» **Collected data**

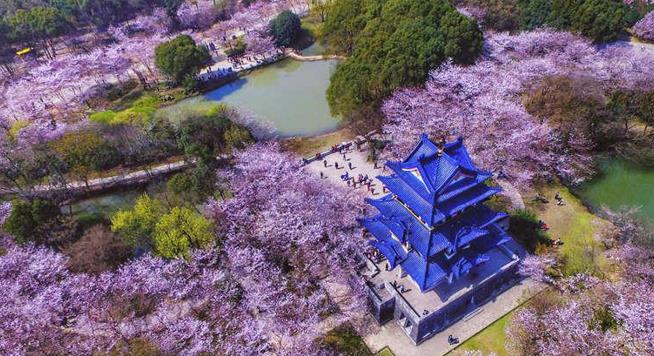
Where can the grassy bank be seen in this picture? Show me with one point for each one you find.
(579, 230)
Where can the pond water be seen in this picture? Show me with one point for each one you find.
(106, 204)
(290, 94)
(622, 184)
(314, 50)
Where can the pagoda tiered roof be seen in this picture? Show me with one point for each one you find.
(432, 223)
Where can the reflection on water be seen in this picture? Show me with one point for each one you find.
(107, 204)
(290, 94)
(622, 184)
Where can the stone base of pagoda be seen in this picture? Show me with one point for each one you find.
(422, 315)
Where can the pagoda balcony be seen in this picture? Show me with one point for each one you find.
(423, 314)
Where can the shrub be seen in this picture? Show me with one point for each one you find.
(644, 28)
(285, 28)
(393, 45)
(179, 231)
(180, 58)
(103, 117)
(28, 219)
(98, 250)
(238, 49)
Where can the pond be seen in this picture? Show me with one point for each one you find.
(106, 204)
(290, 94)
(622, 184)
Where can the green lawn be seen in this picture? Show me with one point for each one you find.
(345, 341)
(491, 339)
(385, 352)
(582, 250)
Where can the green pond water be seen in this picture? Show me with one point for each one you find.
(622, 184)
(107, 204)
(290, 94)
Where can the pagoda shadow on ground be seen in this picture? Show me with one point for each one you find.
(438, 254)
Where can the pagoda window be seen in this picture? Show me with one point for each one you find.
(416, 173)
(396, 238)
(450, 252)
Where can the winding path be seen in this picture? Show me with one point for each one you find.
(300, 57)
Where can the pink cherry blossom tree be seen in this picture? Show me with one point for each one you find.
(644, 28)
(483, 102)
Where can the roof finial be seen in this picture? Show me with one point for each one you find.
(441, 146)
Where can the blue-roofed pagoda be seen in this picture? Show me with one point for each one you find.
(434, 227)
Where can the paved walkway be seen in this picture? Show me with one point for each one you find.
(358, 159)
(300, 57)
(391, 334)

» **TASK TO CARRY OUT**
Copy the entire listing above word for word, leaving out the pictures.

» **TASK OUTPUT**
Where can the grassy bank be seen in this picture? Show me with one point for each one you find.
(579, 230)
Where can the pond water be seen in this picture? Show me with one point for each one you find.
(106, 204)
(290, 94)
(622, 184)
(314, 50)
Where can the pagoda tiered roof be seen in this picture? Show me with one point for each one you find.
(432, 223)
Where can the reflection on water be seen in this picture? Show me with one point for each one you find.
(107, 204)
(290, 94)
(622, 184)
Where can the stone base of pagoda be seen in this picture? Show me with one point for each one you find.
(422, 315)
Where can the pagoda balcony be seen in this picture? Show me with one point for each one you find.
(423, 314)
Where can the shrub be seen in this picture? Show me with one point for each one you find.
(644, 28)
(285, 28)
(393, 45)
(179, 231)
(180, 58)
(103, 117)
(28, 219)
(98, 250)
(238, 49)
Where can the pond be seen in this picture? Show me with one point for each one you find.
(106, 204)
(290, 94)
(622, 184)
Where can the green lawn be seen in this picture? Show me with one point for each one you find.
(345, 341)
(491, 339)
(385, 352)
(582, 250)
Where can the green pond water be seen in this picture? Show me with one point for each one you find.
(622, 184)
(107, 204)
(290, 94)
Where can the pagoda shadow on ground be seen in this picture? Show me with one point for each one you find.
(438, 254)
Where can the pagoda window be seen in this picture? Show me with one point for each one you find.
(416, 173)
(396, 238)
(450, 252)
Where can the winding path be seen in this picture? Show me with one point for each one you find.
(300, 57)
Where can the pink cherry blossom tree be seen in this picture? Show me with one point for each one you find.
(644, 28)
(483, 102)
Where can the roof finial be seen in this picture? Show me with one point for each one you find.
(441, 146)
Where can the blue-roofed pagoda be seen in this picture? Show me with one point for each one you find.
(434, 227)
Where can the paved walkway be seen in this picture? Show me with one point for each one you find.
(358, 159)
(300, 57)
(391, 334)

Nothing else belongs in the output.